The BMTIG's reliance on scalar determinations only is somewhat disappointing. Scalar comparisons are easy for lay people to see. But the real physics is ruthlessly governed by geometry and materials properties. If BMTIG considers them, they do not reveal to their audience that those factors matter and that they controlled correctly for them. OK shows not only that the proper scalar amounts work out to a highly confident solution, but that the geometric observations are also accounted for to high fidelity by bottom contact with the only predetermination being the roll angle.
This seems to be why BMTIG has to wave its hands vigorously and claim that the geometry of the midships damage is highly characteristic of a ship-to-ship collision. It isn't. That opinion is pants-on-fire wrong. I haven't yet seen anything in their model or data that tries to support it. They make a giant leap of faith from "110 MJ" to "two holes and intervening dents." In the end it simply comes down to, "Because I say so."

[Data lines]
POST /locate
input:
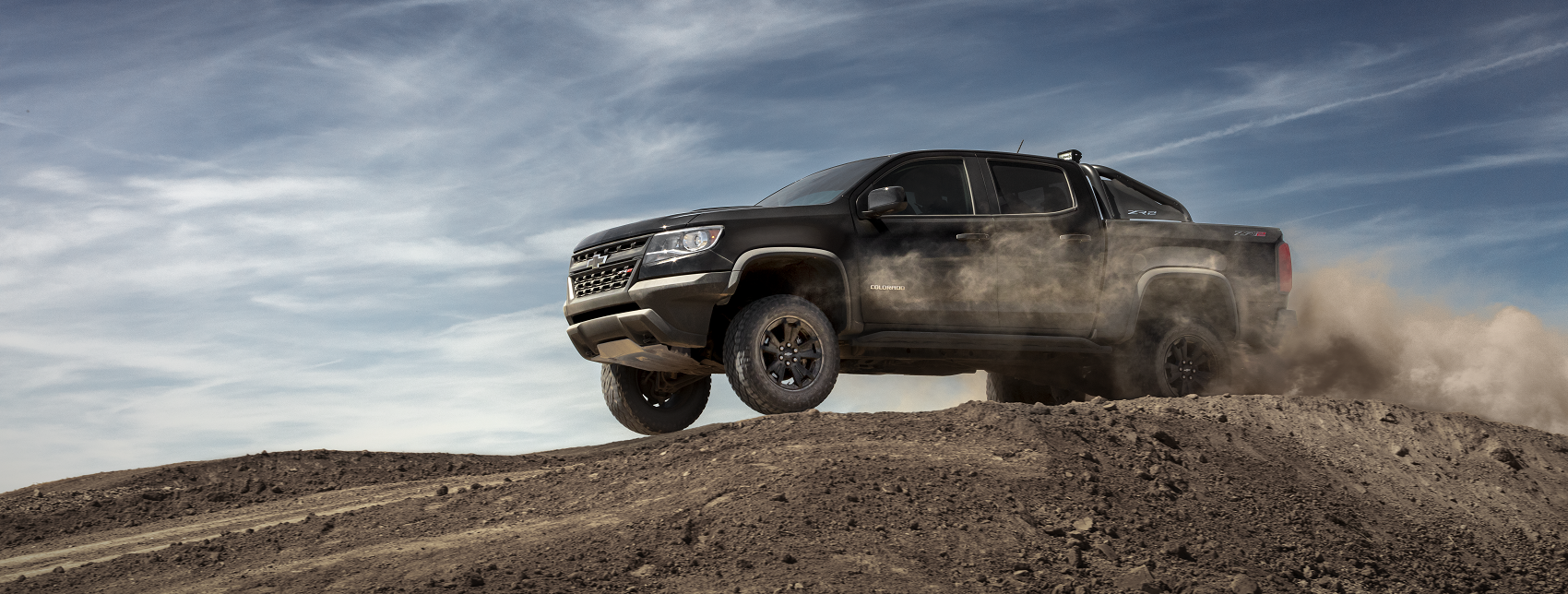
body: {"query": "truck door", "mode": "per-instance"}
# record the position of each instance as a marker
(1046, 248)
(913, 264)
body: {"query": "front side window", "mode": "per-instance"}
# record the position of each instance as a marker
(822, 187)
(1137, 204)
(933, 187)
(1030, 188)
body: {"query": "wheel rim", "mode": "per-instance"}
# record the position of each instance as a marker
(662, 389)
(1189, 365)
(790, 353)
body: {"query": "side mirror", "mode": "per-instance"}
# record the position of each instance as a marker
(885, 201)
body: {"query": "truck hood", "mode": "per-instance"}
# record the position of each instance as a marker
(647, 226)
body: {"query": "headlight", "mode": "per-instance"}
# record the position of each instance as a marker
(674, 244)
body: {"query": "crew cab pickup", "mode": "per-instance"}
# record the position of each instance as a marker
(1054, 276)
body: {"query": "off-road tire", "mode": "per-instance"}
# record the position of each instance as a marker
(1171, 359)
(773, 376)
(645, 403)
(1007, 389)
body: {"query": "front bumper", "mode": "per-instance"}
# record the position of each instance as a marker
(669, 323)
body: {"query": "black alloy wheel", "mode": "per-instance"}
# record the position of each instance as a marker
(781, 354)
(654, 401)
(1189, 367)
(792, 353)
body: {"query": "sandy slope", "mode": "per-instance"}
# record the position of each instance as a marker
(1198, 494)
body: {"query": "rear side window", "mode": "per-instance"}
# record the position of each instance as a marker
(933, 187)
(1135, 204)
(1030, 188)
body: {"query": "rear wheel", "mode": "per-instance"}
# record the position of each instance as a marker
(1171, 361)
(654, 401)
(781, 354)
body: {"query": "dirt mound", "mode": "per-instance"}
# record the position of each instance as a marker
(1220, 494)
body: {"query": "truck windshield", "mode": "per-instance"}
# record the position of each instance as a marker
(822, 187)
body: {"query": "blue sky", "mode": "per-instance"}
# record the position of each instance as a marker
(240, 226)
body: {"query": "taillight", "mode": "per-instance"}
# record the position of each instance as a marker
(1283, 266)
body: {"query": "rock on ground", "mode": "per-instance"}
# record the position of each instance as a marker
(1216, 494)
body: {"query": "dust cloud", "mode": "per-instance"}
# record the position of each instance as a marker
(1360, 339)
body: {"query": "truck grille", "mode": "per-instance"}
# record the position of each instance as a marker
(602, 279)
(611, 250)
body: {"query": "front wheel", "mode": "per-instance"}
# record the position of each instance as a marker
(781, 354)
(654, 401)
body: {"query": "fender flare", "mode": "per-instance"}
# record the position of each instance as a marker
(851, 314)
(1209, 276)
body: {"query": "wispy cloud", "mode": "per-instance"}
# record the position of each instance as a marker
(1446, 77)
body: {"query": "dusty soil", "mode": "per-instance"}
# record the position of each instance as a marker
(1218, 494)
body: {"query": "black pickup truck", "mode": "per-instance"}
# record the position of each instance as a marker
(1057, 278)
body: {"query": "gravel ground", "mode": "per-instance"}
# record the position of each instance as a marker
(1214, 494)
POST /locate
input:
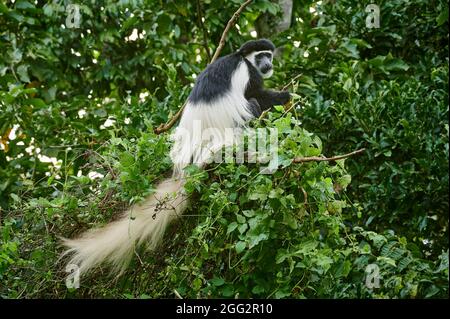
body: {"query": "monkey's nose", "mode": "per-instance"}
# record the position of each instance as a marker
(266, 68)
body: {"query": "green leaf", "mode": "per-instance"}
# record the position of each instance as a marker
(240, 246)
(217, 281)
(232, 227)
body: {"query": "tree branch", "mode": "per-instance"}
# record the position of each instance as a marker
(167, 126)
(227, 29)
(202, 26)
(321, 159)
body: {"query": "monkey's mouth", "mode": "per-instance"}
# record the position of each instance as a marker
(267, 73)
(266, 69)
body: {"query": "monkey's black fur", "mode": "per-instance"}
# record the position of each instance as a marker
(215, 80)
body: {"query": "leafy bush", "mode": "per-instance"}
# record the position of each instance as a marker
(78, 109)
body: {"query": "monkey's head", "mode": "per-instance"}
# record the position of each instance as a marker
(260, 54)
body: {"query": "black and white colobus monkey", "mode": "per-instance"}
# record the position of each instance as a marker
(227, 94)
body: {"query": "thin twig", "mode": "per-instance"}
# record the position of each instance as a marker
(177, 294)
(321, 159)
(167, 126)
(291, 81)
(227, 29)
(204, 31)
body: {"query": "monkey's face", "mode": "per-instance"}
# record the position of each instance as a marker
(262, 61)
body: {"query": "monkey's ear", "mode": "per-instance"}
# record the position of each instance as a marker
(256, 45)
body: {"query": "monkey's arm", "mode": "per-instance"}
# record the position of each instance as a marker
(266, 99)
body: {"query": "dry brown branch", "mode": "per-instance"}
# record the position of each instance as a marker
(167, 126)
(321, 159)
(227, 29)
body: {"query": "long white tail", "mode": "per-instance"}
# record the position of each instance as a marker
(144, 223)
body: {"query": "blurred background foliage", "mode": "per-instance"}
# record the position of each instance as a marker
(78, 109)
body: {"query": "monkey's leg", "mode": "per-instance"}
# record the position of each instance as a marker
(254, 107)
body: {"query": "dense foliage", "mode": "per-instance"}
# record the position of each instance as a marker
(78, 109)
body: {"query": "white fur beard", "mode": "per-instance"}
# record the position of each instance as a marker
(207, 127)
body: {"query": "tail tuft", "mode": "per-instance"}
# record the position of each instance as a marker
(115, 243)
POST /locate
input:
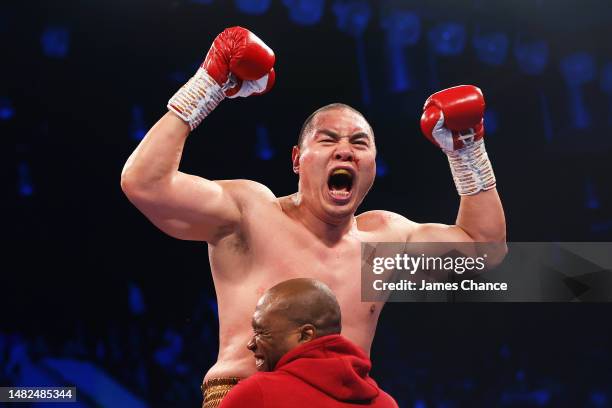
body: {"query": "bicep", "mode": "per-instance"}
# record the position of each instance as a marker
(432, 232)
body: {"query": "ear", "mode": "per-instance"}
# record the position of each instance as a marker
(307, 333)
(295, 159)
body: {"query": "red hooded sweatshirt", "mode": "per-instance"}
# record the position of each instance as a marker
(328, 372)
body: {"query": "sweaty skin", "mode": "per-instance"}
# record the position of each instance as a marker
(256, 240)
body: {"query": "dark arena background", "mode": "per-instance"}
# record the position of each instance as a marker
(94, 296)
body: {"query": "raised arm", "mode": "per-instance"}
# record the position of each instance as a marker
(453, 120)
(182, 205)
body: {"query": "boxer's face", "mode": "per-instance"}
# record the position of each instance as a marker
(336, 163)
(273, 336)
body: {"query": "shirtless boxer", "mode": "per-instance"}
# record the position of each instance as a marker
(256, 240)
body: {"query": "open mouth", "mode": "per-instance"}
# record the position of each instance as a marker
(340, 184)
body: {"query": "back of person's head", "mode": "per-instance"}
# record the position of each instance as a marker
(291, 313)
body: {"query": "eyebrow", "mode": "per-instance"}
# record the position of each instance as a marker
(336, 136)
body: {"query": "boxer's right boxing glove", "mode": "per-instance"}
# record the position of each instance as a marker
(237, 64)
(453, 120)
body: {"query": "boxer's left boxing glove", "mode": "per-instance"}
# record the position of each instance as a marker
(237, 64)
(453, 120)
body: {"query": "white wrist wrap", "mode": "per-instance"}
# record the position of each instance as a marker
(196, 99)
(471, 169)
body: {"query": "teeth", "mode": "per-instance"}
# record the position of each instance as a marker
(340, 193)
(341, 171)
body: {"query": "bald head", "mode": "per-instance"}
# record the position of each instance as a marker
(304, 301)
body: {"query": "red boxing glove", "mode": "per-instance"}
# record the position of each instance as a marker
(237, 59)
(237, 64)
(453, 120)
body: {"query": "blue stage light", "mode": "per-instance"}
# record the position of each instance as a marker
(578, 69)
(264, 149)
(6, 109)
(402, 28)
(447, 39)
(599, 399)
(491, 48)
(606, 86)
(531, 57)
(256, 7)
(136, 300)
(606, 78)
(305, 12)
(491, 120)
(55, 41)
(352, 16)
(591, 201)
(24, 180)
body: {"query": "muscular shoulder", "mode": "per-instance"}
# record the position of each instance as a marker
(391, 226)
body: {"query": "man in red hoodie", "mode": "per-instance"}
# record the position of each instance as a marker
(301, 358)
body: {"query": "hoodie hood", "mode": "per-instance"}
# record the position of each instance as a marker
(333, 365)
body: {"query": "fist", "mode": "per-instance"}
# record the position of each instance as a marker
(240, 63)
(453, 118)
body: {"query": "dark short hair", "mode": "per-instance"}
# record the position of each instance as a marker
(337, 105)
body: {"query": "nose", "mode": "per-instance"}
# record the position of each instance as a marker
(251, 344)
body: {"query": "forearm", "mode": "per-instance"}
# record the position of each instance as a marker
(156, 159)
(481, 216)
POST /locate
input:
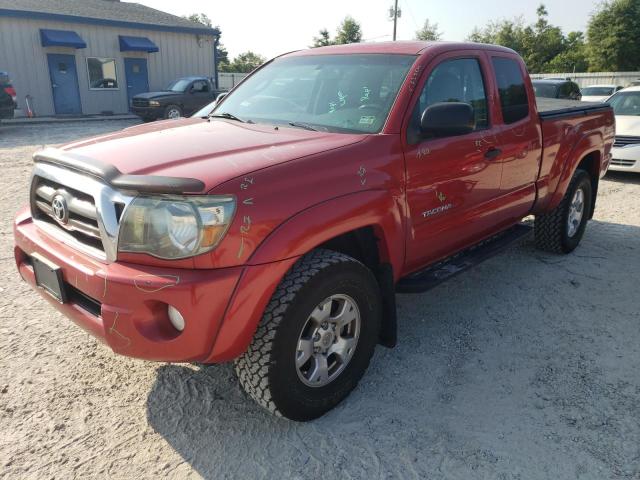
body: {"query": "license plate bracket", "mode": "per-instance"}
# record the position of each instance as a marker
(49, 277)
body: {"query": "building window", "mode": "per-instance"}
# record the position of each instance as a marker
(102, 73)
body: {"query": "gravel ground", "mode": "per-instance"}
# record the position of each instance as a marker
(527, 367)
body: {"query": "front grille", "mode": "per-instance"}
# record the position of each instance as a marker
(623, 163)
(82, 219)
(626, 140)
(140, 102)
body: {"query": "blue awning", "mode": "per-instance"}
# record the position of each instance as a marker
(61, 38)
(137, 44)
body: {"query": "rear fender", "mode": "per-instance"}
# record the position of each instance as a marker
(590, 143)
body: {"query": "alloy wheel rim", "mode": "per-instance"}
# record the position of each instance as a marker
(328, 340)
(576, 211)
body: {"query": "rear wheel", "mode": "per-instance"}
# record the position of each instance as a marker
(561, 230)
(172, 111)
(315, 339)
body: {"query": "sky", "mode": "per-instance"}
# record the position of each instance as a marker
(278, 26)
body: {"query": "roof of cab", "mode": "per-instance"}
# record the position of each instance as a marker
(408, 47)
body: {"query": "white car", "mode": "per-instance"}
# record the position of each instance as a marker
(598, 93)
(626, 148)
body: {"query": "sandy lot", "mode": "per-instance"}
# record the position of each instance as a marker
(527, 367)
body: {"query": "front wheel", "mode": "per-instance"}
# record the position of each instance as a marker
(315, 339)
(561, 230)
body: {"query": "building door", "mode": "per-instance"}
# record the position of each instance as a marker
(64, 83)
(135, 69)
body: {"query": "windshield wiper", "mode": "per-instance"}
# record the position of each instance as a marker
(306, 126)
(228, 116)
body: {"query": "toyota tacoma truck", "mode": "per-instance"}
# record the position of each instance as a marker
(275, 230)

[What is asked]
Please repeat everything from "The BMTIG's reliance" down to "the roll angle." in the critique of the BMTIG analysis, substituting "heel angle" for "roll angle".

[Exercise solution]
The BMTIG's reliance on scalar determinations only is somewhat disappointing. Scalar comparisons are easy for lay people to see. But the real physics is ruthlessly governed by geometry and materials properties. If BMTIG considers them, they do not reveal to their audience that those factors matter and that they controlled correctly for them. OK shows not only that the proper scalar amounts work out to a highly confident solution, but that the geometric observations are also accounted for to high fidelity by bottom contact with the only predetermination being the heel angle.